* _TASK STATEMENT_
Check every line of the material below, and show those that contain "dress".

* _GIVEN INFORMATION_
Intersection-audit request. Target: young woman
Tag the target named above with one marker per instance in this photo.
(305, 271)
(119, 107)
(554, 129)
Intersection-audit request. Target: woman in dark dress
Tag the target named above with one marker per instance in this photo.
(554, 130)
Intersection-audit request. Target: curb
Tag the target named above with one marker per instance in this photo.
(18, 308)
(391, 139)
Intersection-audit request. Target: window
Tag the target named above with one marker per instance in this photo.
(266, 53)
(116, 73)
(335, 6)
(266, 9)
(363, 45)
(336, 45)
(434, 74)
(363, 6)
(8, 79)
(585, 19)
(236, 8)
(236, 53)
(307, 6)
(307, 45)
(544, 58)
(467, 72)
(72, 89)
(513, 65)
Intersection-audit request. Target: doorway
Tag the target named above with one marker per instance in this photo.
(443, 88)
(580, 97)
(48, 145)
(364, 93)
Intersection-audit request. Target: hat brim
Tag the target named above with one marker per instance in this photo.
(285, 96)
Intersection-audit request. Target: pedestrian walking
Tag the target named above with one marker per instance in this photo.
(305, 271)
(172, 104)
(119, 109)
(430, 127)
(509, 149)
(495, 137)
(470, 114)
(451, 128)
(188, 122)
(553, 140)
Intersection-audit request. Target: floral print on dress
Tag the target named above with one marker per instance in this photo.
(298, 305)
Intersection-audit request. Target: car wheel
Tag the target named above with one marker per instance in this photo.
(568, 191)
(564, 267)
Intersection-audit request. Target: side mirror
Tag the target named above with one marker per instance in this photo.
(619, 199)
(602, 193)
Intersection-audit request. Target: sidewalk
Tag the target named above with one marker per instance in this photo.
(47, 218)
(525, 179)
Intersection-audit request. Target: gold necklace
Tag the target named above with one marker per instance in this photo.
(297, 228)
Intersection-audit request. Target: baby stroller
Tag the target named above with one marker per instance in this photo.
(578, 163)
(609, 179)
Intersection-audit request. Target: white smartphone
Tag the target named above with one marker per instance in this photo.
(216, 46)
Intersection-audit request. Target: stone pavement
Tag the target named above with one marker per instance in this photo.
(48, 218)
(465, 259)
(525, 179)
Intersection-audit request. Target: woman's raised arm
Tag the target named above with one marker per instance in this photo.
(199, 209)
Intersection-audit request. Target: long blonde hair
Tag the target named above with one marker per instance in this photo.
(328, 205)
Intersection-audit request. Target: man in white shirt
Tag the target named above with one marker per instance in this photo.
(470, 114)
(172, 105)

* _FINISHED EXERCISE_
Intersection-audit request. Target: woman in dark dress
Intersection-audit request. Target: floral print on dress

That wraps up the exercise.